_Texto para leitura_.
A norma de conflitos ad hoc tem uma característica estrutural própria: não carece de delimitar ela própria a categoria de situações jurídicas ou a questões parcial a que se reporta, visto que só actua em função de uma determinada norma ou conjunto de normas materiais. A norma de conflitos ad hoc tem por objecto as situações ou aspectos de situações susceptíveis de serem disciplinadas pela norma ou conjunto de normas materiais a que está indissociavelmente ligada.
Não se coloca, portanto, um problema específico de qualificação no plano do DIP.
Passe-se agora às normas de remissão condicionada. Para operar a remissão condicionada tem, em princípio de se encontrar uma situação da vida ou um aspecto de uma situação da vida, juridicamente caracterizada, que seja reconduzível à previsão da norma.
Se houver uma condição adicional relativa ao resultado material, esta condição integra a previsão da norma, e, por conseguinte, a previsão não se verifica se no Direito estrangeiro não se verificar o resultado ou não existirem determinadas normas.
Todavia, pode acontecer que na previsão da norma de remissão condicionada não se encontre outro conceito delimitador do objecto da remissão que não seja o conceito relativo à condição material da remissão.

● Dificuldades suscitadas pelo fraccionamento conflitual das situações da vida. Delimitação

Já anteriormente, ao tratar da estrutura geral da norma de conflitos, me referi ao dépeçage, ao fraccionamento conflitual das situações da vida.
Este fraccionamento suscita vários tipos de problemas. Cuidando, por agora, apenas daqueles problemas que concernem directamente à qualificação, temos, por um lado, as dificuldades que suscita a delimitação dos aspectos que são abrangidos por uma e outra das normas de conflitos em jogo, e, por outro, o do concurso e falta de normas aplicáveis.

Entradas de um conjunto de anotações de pontos:
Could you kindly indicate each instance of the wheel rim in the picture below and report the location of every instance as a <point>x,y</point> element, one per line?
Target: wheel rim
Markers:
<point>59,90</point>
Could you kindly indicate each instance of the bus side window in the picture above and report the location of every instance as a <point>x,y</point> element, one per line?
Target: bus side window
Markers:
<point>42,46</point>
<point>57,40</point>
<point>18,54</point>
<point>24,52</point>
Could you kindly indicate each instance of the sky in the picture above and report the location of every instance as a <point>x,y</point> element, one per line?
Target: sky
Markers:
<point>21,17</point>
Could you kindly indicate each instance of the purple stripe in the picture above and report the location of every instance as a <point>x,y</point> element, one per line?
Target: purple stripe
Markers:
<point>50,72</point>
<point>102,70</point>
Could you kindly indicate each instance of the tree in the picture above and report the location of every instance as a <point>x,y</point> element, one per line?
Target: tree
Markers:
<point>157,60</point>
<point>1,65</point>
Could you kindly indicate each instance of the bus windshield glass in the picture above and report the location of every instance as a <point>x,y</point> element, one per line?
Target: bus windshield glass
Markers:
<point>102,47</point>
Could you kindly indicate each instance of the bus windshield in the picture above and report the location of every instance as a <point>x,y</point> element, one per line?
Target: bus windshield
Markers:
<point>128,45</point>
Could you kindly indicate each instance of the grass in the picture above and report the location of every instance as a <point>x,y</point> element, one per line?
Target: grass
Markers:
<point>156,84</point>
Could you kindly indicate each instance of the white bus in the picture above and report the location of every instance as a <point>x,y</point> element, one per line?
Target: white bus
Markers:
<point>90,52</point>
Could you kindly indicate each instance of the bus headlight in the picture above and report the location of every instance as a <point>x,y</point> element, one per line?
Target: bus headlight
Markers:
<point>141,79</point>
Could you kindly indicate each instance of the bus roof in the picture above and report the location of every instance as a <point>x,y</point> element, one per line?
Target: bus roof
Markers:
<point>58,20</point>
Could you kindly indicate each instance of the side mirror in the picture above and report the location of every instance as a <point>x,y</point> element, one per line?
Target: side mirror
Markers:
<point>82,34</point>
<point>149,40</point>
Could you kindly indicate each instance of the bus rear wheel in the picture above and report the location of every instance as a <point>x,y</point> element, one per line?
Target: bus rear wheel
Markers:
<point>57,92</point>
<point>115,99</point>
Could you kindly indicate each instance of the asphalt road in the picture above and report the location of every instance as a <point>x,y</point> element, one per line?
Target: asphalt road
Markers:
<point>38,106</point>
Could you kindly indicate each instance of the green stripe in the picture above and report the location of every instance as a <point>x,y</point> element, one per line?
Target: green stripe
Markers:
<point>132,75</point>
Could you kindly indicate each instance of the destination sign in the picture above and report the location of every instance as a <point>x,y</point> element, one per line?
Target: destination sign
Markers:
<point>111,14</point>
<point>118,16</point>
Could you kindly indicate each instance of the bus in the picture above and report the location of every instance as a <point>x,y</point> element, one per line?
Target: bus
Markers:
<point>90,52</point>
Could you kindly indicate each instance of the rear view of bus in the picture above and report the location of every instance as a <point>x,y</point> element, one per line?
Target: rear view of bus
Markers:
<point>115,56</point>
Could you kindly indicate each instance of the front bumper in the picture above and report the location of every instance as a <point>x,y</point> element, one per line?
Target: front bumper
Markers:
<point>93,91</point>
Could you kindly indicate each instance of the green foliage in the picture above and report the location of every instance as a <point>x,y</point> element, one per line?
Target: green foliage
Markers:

_O que fazer_.
(1) Como se traduz para inglês a frase "Passe-se agora às normas de remissão condicionada.", do texto sobre normas de conflitos?
(2) Transcreva do texto sobre normas de conflitos o trecho que começa em "Já anteriormente, ao" e termina em "de normas aplicáveis.".

_Resultados por tarefa_.
(1) Let us now turn to the rules of conditional reference.

(2)
Já anteriormente, ao tratar da estrutura geral da norma de conflitos, me referi ao dépeçage, ao fraccionamento conflitual das situações da vida.
Este fraccionamento suscita vários tipos de problemas. Cuidando, por agora, apenas daqueles problemas que concernem directamente à qualificação, temos, por um lado, as dificuldades que suscita a delimitação dos aspectos que são abrangidos por uma e outra das normas de conflitos em jogo, e, por outro, o do concurso e falta de normas aplicáveis.